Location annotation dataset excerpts
::::::

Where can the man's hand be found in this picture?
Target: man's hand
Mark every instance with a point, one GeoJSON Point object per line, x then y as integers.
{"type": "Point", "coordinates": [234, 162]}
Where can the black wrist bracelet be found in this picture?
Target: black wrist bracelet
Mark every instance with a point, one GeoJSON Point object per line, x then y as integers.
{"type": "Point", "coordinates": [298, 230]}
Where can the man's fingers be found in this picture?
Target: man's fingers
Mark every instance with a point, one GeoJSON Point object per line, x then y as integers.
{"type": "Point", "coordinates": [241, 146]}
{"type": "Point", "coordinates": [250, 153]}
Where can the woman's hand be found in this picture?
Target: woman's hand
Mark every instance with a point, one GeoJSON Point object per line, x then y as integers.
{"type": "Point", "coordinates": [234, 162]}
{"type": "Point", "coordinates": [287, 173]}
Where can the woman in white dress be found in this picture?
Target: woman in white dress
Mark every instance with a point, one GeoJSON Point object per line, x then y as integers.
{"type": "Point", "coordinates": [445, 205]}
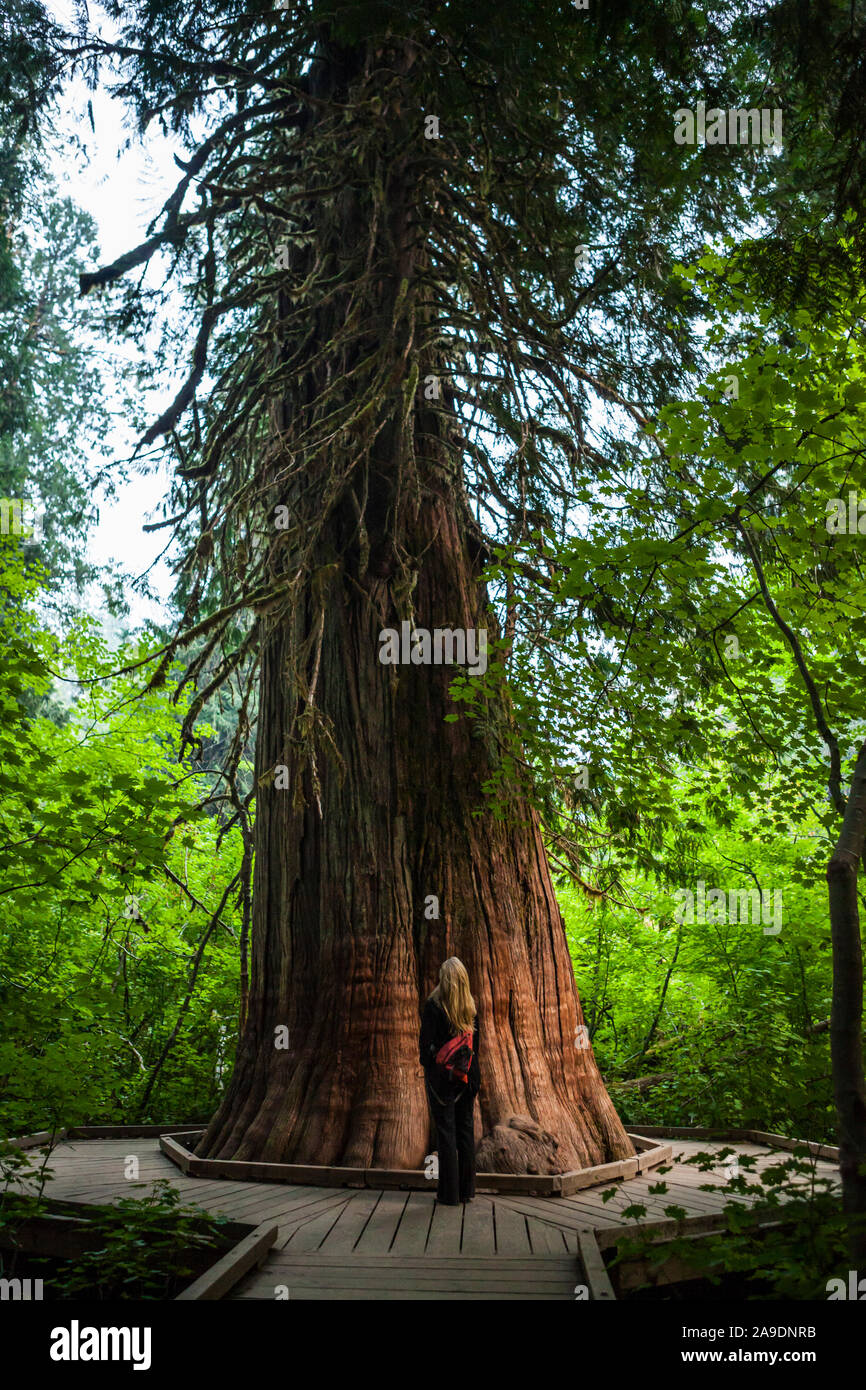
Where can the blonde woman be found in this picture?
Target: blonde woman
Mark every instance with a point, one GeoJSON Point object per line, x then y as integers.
{"type": "Point", "coordinates": [449, 1057]}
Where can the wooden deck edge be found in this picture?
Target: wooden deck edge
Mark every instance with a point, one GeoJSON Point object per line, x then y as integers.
{"type": "Point", "coordinates": [131, 1130]}
{"type": "Point", "coordinates": [672, 1228]}
{"type": "Point", "coordinates": [649, 1153]}
{"type": "Point", "coordinates": [35, 1140]}
{"type": "Point", "coordinates": [595, 1271]}
{"type": "Point", "coordinates": [537, 1184]}
{"type": "Point", "coordinates": [829, 1151]}
{"type": "Point", "coordinates": [216, 1282]}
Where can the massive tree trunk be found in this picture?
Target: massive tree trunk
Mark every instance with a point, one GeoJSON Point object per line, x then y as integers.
{"type": "Point", "coordinates": [382, 813]}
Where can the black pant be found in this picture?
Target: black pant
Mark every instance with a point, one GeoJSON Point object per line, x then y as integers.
{"type": "Point", "coordinates": [455, 1121]}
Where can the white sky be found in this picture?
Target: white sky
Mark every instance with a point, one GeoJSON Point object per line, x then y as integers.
{"type": "Point", "coordinates": [121, 189]}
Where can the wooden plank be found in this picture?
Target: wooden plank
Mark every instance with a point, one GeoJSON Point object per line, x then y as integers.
{"type": "Point", "coordinates": [478, 1236]}
{"type": "Point", "coordinates": [414, 1225]}
{"type": "Point", "coordinates": [412, 1296]}
{"type": "Point", "coordinates": [445, 1229]}
{"type": "Point", "coordinates": [512, 1236]}
{"type": "Point", "coordinates": [382, 1225]}
{"type": "Point", "coordinates": [217, 1280]}
{"type": "Point", "coordinates": [312, 1232]}
{"type": "Point", "coordinates": [388, 1278]}
{"type": "Point", "coordinates": [576, 1182]}
{"type": "Point", "coordinates": [595, 1271]}
{"type": "Point", "coordinates": [545, 1239]}
{"type": "Point", "coordinates": [355, 1216]}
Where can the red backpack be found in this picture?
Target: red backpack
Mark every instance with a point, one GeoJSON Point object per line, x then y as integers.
{"type": "Point", "coordinates": [456, 1057]}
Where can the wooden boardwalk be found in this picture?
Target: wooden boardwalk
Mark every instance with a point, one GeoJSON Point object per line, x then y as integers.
{"type": "Point", "coordinates": [344, 1243]}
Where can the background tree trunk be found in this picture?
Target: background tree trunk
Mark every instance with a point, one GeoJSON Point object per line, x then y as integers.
{"type": "Point", "coordinates": [342, 952]}
{"type": "Point", "coordinates": [847, 1011]}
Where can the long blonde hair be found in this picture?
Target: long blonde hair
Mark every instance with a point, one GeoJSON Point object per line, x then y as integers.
{"type": "Point", "coordinates": [453, 994]}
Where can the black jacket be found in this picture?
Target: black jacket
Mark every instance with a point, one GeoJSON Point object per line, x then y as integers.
{"type": "Point", "coordinates": [435, 1030]}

::::::

Copy every record above exactly as written, but leave out the pictures.

Where can the man's hand be found in this picture?
Target: man's hand
Mark every instance with a point, one GeoJSON Point object per line, x then y as integers.
{"type": "Point", "coordinates": [234, 162]}
Where can the black wrist bracelet be found in this picture?
Target: black wrist bracelet
Mark every instance with a point, one GeoJSON Point object per line, x then y as integers.
{"type": "Point", "coordinates": [298, 230]}
Where can the man's fingers be found in this picture?
Target: man's fingers
Mark every instance with a point, one GeoJSON Point object per line, x then y as integers.
{"type": "Point", "coordinates": [241, 146]}
{"type": "Point", "coordinates": [250, 153]}
Where can the woman's hand be found in this picture?
Target: woman's hand
Mark every instance with a point, one GeoJSON Point object per line, x then y as integers.
{"type": "Point", "coordinates": [234, 162]}
{"type": "Point", "coordinates": [287, 173]}
Where can the woman in white dress be found in this picture?
Target: woman in white dress
Mark every instance with a point, one GeoJSON Point object per line, x then y as integers.
{"type": "Point", "coordinates": [445, 205]}
Where can the blonde woman be found in this picture?
Target: blonde woman
Mark every instance with a point, one GeoJSON Point object per line, x then y as integers.
{"type": "Point", "coordinates": [449, 1057]}
Where can the wooden deck edge be found in this picture?
Target: wooden deck edge
Mark every instance with a point, one GeoJSON Point object per line, x then y as integers.
{"type": "Point", "coordinates": [131, 1130]}
{"type": "Point", "coordinates": [672, 1228]}
{"type": "Point", "coordinates": [649, 1153]}
{"type": "Point", "coordinates": [35, 1140]}
{"type": "Point", "coordinates": [595, 1271]}
{"type": "Point", "coordinates": [537, 1184]}
{"type": "Point", "coordinates": [829, 1151]}
{"type": "Point", "coordinates": [216, 1282]}
Where can the massive tree trunk be found in this picture?
Target: massive tree trunk
Mark every instance with a point, one GeoJSON Point object per line, x then y as integers.
{"type": "Point", "coordinates": [382, 813]}
Where can the black pant be found in this picture?
Target: black pant
Mark every instance with a point, one GeoJSON Point object per line, x then y as integers.
{"type": "Point", "coordinates": [455, 1121]}
Where can the white sky be found in this picture?
Target: white sky
Mark every instance with a point, one GeoJSON Point object per line, x then y as integers.
{"type": "Point", "coordinates": [121, 189]}
Where can the wooden plank be found in this picture?
Target: wooden plank
Mark every instance with a point, one GeoJSON Point object per line, x then y as integers.
{"type": "Point", "coordinates": [478, 1236]}
{"type": "Point", "coordinates": [414, 1225]}
{"type": "Point", "coordinates": [412, 1296]}
{"type": "Point", "coordinates": [445, 1229]}
{"type": "Point", "coordinates": [512, 1236]}
{"type": "Point", "coordinates": [382, 1225]}
{"type": "Point", "coordinates": [217, 1280]}
{"type": "Point", "coordinates": [312, 1232]}
{"type": "Point", "coordinates": [388, 1278]}
{"type": "Point", "coordinates": [576, 1182]}
{"type": "Point", "coordinates": [595, 1271]}
{"type": "Point", "coordinates": [545, 1239]}
{"type": "Point", "coordinates": [355, 1216]}
Where can the red backpack be found in this picture?
Target: red backpack
Mark every instance with a point, one GeoJSON Point object per line, x then y as integers.
{"type": "Point", "coordinates": [456, 1057]}
Where can the wooden boardwalk be found in this picture?
Target: wooden boardwalk
Mark every instance with a point, one GeoJSON Point object per line, x then y as integers.
{"type": "Point", "coordinates": [344, 1243]}
Where can the background tree trunk be found in this picture?
Target: background tree trunk
Mark every instance with a point, one GeoJSON Point object per line, x then y as integers.
{"type": "Point", "coordinates": [342, 952]}
{"type": "Point", "coordinates": [847, 1011]}
Where can the long blonde hair be found in this picture?
Target: long blonde hair
Mark every instance with a point, one GeoJSON Point object per line, x then y as integers.
{"type": "Point", "coordinates": [453, 994]}
Where can the black jacket be found in this picture?
Target: black jacket
Mark every instance with a point, one GeoJSON Point object per line, x then y as integers.
{"type": "Point", "coordinates": [435, 1030]}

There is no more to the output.